= Consigne donnée 1 =
Dans l'entretien sur le rap et Din Records, quel métier la personne interrogée dit-elle exercer à la base ?
= Consigne donnée 2 =
Poursuivez l'entretien sur le rap et Din Records à partir de sa dernière phrase, s'il vous plaît.

= Extrait de page =
>>>>

Je pense que c’est un choix des beatmakers aussi. Quand tu samples, ça donne une sonorité, c’est vrai, mais je pense qu’aujourd’hui ils avaient envie de créer eux-mêmes une musique. Parce que c’est bien de faire des samples, moi je kiffe les samples, mais je pense que là ils ont eu l’envie qu’on puisse les sampler un jour. Que ce soit d’eux. Et moi, je suis partant. Si le son me plait, je m’en fiche que ce soit un sample ou pas un sample, je prends ce qu’on me donne, si ça correspond je le prends ! Ça aurait été un sample, avec plaisir il n’y a pas de soucis.
On sent quand même que c’est l’évolution de Din Records en général, que ce soit avec toi ou avec Tiers Monde. Est-ce que c’est une évolution de Proof, de vous, ou est-ce collectif ?
C’est collectif. Je pense qu’on a eu une grosse remise en question, une mise à jour. Si tu veux durer dans le temps, il faut aussi faire des concessions. Tu peux avoir ta ligne, nous notre ligne elle est surtout dans le fond, dans l’écriture, on a une éthique. Après, musicalement, on essaie de s’orienter. Je n’aime pas ce mot, mais on veut aussi « charmer ». Tu vois, en premier tu n’écoutes pas le texte, tu écoutes la musique. On est capable de définir si cette musique qu’on entend on la kiffe ou pas, il faut d’abord cette sensibilité avec la musique, et ensuite le fond restera le même, on essaiera de garder notre place.
Même au niveau de l’image, tu t’éloignes beaucoup des codes actuels du rap et des rappeurs. C’est une volonté de contradiction, ou tu t’es fait plaisir ?
Je crois que j’ai toujours été comme ça. A la base je suis infographiste, j’aime l’image. J’aime l’image et je n’ai pas peur de me mettre en scène pour l’image. Ça veut dire qu’il y a un effort, tu vois. Si tu es invité dans un restaurant avec quelqu’un d’important, tu vas faire en sorte de ne pas venir en survêtement. Tu t’habilles, même si ce n’est pas ton habit habituel. La musique c’est la même chose. Si demain je veux que ma musique touche dans un autre domaine que le rap, si je veux être montré aux gens, il y a un effort de fait même dans l’esthétisme, dans le stylisme. J’aime me mettre des défis, ça me fait plaisir. On devient un personnage.
Le costard, c’est mon vrai costard que j’ai mis. Je suis habillé comme ça demain à un mariage, il n’y a pas de problème. Bon, les chaussures peut-être pas (rires). Mais voilà, je voulais juste me montrer et… surprendre les gens ! J’aime bien surprendre les gens, avoir toujours une image décalée. Si tu t’attends à ce que je sois en bleu aujourd’hui, je vais venir en rouge juste pour t’embêter, mais c’est intéressant.

<<<<

= Entrées extraites =
>>>>

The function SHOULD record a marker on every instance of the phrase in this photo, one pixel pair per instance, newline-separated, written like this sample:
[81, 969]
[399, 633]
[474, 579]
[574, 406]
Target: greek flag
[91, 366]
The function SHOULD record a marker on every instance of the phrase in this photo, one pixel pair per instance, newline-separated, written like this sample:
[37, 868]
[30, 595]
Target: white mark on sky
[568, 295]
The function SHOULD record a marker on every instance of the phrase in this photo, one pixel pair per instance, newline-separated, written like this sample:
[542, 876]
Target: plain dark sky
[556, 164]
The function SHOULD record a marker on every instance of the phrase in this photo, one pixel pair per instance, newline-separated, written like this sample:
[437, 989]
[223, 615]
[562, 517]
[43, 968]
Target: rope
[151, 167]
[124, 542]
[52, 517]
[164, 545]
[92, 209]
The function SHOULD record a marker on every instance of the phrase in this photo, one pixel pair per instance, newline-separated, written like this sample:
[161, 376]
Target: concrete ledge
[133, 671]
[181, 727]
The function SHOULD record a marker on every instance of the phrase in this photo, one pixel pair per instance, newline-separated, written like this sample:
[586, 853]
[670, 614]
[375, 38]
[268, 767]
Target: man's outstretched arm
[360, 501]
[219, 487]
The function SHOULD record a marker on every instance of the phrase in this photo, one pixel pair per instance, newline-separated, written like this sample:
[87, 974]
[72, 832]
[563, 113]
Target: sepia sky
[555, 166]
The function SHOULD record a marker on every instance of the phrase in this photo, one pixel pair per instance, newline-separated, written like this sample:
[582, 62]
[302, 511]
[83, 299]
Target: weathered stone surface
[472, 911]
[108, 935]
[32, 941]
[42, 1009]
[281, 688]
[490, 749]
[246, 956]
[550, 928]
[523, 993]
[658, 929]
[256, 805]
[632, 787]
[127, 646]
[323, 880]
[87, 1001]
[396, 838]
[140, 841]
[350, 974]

<<<<

= Réponse attendue 1 =
Infographiste.

= Réponse attendue 2 =
Est-ce que c’est difficile justement de concilier démarche artistique avec démarche commerciale ? Charmer les gens en restant soi-même ?
Je n’ai rien contre la démarche commerciale. Je n’ai rien contre la personne qui vend. On vend tous quelque chose. Rien que notre prénom est vendeur ou pas. Sinon on ne s’appellerait pas, on aurait des numéros. Rien que ça, c’est une démarche commerciale en fait, ça dépend de comment tu te présentes. Maintenant, j’ai un produit à vendre, oui c’est clair. Il y a un album qui est sorti, je veux que les gens l’achètent, mais que ça vende ou que ça vende pas, ce n’est pas mon problème. Moi, je veux toucher les gens.
Après, si je veux toucher les gens longtemps, c’est bien normal qu’il faille que je rentre dans mes frais pour pouvoir continuer longtemps. Donc il faut que je mette en valeur ce produit. Il faut que visuellement ça parle aux personnes qui vont acheter. On ne va pas acheter une voiture toute cabossée, on va regarder chez le concessionnaire, tu vois c’est la même chose. On s’apprête, on se fait beau, c’est la même chose. Quand je me présente aux gens je veux bien venir avec ma gueule du matin, mais je ne suis pas sûr qu’on m’accepte longtemps, bien que je n’en fasse plus que ça. C’est vrai que dans l’accoutrement, ça change un peu, mais bon.
Tu commences « l’Arche » en disant : « nous sommes ce que les banlieues font de mieux ». Est-ce que tu vois les rappeurs comme des représentants ou des leaders des cités ?
Quand je dis ça, je pense que je dis aux gens qu’il n’y a pas que du mauvais dans les banlieues. Et « nous sommes ce que les banlieues font de mieux », c’est dire que les gens tirés de ces banlieues ne sont pas forcément mauvais. Et je pense même que la majorité des gens des banlieues sont des gens bons. Parce que pour vivre dans ces banlieues, il faut accepter son voisin. Il y a des portugais, des algériens, des marocains, des sénégalais, on est de confessions, de religions complètement multiculturelles, on s’accepte.
Donc les gens qui sortent de là ont déjà accepté ce que des gens qui ne viennent pas de banlieue ne font pas le quart en termes d’acceptation et de tolérance. La tolérance dans les banlieues, c’est magnifique ! Et quand je dis « nous sommes ce que les banlieues font de mieux » c’est pour donner espoir aux gens. Parce qu’il y a du bon d’être en quartier, il y a du bon dans les banlieues : on a des codes de savoir vivre-ensemble que les gens n’ont même pas dans la haute société.
Pour rebondir là-dessus, tu as été peut-être le premier rappeur à évoquer certains problèmes que pouvaient rencontrer les blancs en cité. Comment aujourd’hui juges-tu une certaine monté du communautarisme et du discours qui justement veut parler de « français de souche », de « communauté musulmane », etc… ?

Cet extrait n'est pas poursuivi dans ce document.